§ Description of the task: Below are the lines to check; count those holding the string "kind" and give only the number.

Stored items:
☆ ☆ ☆ ☆
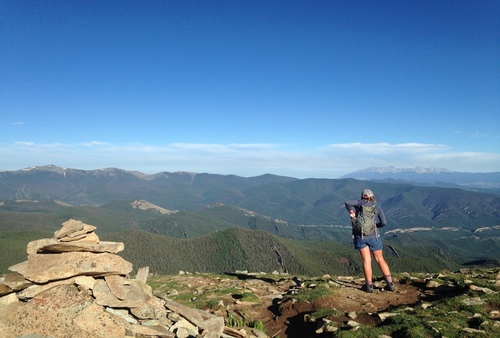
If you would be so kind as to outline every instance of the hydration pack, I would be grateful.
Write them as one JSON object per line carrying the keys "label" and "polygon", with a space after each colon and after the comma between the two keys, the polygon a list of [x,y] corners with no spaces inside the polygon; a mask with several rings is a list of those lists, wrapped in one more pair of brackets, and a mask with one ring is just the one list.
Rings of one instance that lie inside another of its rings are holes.
{"label": "hydration pack", "polygon": [[375,206],[360,206],[357,217],[352,221],[352,227],[355,233],[361,234],[361,236],[368,236],[377,231],[376,216],[377,210]]}

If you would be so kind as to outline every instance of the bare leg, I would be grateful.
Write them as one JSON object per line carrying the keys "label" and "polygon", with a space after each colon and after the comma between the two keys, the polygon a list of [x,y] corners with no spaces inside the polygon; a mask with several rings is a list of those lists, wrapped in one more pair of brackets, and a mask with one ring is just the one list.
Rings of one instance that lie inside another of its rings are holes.
{"label": "bare leg", "polygon": [[380,271],[384,274],[384,276],[390,276],[391,270],[384,259],[382,250],[373,251],[373,258],[375,259],[375,262],[377,262],[380,267]]}
{"label": "bare leg", "polygon": [[370,253],[370,248],[369,247],[364,247],[363,249],[359,250],[359,253],[361,254],[361,261],[363,262],[363,272],[365,274],[365,280],[367,283],[372,282],[372,256]]}

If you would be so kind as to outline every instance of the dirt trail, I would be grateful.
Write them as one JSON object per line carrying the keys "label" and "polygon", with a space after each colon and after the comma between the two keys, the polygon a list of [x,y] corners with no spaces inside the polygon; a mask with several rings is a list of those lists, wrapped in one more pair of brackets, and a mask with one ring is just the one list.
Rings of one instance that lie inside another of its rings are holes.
☆ ☆ ☆ ☆
§ Worked solution: 3